> **Study text**:

Berrys Bay is a bay located to the east of the Waverton Peninsula and the west of McMahons Point, on the north of Sydney Harbour, Australia.

A number of ship building firms operate from the bay.

==History==

===Shipbuilding===

William Alfred Dunn (1839 – 1915) established a boatbuilding yard at Berry's Bay in the 1870s. In 1878 Dunn built Sydney's first steamer with propellers at both ends for the North Shore Ferry Company, for passenger ferry service in Sydney Harbour. Dunn's boatyard at Berry's Bay built ferry-boats, tugboats and lighters, as well as sailing boats and steam yachts. His sons, Charles and William Dunn, also became boatbuilders.

Walter McFarlane Ford (1841 – 1934) established a shipbuilding yard at Berry's Bay in 1878, which, over a period of 40 years, turned out a variety of vessels, including pearling schooners, island and mission vessels, surfboats and racing yachts and cruisers.

===A maritime precinct===

In 2008 the Government of New South Wales called for Expressions of Interest for the private sector to develop a maritime precinct at Berrys Bay. In 2013 Roads & Maritime Services and Government Property NSW entered into an agreement to lease with Pacifica Developments (formerly known as Meridien Marinas) to develop a maritime precinct at this site. No later information is available on this project.

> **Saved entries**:
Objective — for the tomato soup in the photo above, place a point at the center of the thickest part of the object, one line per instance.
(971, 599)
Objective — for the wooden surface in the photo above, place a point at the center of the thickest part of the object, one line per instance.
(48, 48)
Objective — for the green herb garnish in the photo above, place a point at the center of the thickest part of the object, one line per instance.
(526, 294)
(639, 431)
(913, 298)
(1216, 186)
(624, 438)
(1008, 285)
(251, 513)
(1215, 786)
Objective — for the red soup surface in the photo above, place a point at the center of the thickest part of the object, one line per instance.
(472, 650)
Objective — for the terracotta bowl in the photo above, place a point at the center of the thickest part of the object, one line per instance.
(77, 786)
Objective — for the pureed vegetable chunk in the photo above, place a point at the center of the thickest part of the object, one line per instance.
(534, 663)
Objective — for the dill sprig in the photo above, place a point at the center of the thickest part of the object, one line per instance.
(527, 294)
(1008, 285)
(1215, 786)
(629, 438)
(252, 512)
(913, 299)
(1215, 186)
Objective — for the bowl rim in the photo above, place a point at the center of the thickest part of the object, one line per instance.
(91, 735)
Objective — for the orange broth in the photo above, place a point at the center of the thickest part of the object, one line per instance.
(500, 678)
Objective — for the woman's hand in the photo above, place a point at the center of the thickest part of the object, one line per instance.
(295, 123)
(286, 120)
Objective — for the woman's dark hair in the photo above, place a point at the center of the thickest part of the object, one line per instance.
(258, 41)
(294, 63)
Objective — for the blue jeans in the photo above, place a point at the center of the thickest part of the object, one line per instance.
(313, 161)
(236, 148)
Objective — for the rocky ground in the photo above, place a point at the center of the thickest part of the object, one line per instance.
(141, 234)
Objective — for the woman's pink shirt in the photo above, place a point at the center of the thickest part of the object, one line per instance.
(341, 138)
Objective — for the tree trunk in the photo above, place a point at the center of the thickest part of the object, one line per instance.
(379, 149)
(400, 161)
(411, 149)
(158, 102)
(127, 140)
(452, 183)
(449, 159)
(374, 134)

---

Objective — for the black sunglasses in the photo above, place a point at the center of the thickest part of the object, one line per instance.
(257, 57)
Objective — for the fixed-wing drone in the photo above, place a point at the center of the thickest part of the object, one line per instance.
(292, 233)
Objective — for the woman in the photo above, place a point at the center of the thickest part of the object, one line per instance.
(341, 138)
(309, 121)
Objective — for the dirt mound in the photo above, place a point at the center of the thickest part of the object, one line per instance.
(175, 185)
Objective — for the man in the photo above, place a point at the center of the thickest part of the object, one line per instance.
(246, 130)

> **What you need to do**: According to the Berrys Bay text, what did William Alfred Dunn build in 1878 for the North Shore Ferry Company?

> **Answer box**: Sydney's first steamer with propellers at both ends, for passenger ferry service in Sydney Harbour.